*TASK PROMPT*.
Count the lines in the items below that contain the string "window", treating uppercase and lowercase as different. Report only the number.

— START OF GIVEN RECORDS —

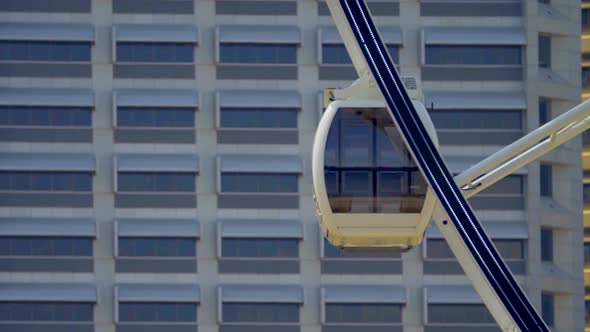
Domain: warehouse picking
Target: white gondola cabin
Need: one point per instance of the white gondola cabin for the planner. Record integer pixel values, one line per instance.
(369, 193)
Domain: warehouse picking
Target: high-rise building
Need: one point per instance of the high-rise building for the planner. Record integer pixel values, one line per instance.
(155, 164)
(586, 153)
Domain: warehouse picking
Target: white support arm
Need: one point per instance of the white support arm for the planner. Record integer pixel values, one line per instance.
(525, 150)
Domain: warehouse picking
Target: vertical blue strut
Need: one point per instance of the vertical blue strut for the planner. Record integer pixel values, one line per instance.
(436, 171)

— END OF GIVEN RECORDS —
— START OF GIVEN RECORDS —

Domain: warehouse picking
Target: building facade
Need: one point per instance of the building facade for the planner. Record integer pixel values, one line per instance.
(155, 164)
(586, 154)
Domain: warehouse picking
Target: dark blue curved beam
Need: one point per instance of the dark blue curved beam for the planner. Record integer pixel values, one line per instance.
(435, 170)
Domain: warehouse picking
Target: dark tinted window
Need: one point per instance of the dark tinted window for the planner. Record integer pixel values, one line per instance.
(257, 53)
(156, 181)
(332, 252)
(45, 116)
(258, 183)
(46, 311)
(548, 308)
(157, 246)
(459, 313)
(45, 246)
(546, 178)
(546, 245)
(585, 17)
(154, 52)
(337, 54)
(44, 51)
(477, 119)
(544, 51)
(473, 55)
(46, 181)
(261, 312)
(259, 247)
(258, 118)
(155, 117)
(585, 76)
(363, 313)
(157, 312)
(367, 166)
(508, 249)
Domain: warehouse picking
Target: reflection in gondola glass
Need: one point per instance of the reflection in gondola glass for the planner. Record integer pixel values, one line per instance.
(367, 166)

— END OF GIVEN RECORDS —
— START OF GIVEN RECORDS —

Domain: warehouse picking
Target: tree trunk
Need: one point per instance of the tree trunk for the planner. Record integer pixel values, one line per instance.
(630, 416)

— END OF GIVEN RECORDS —

*RESPONSE BELOW*.
2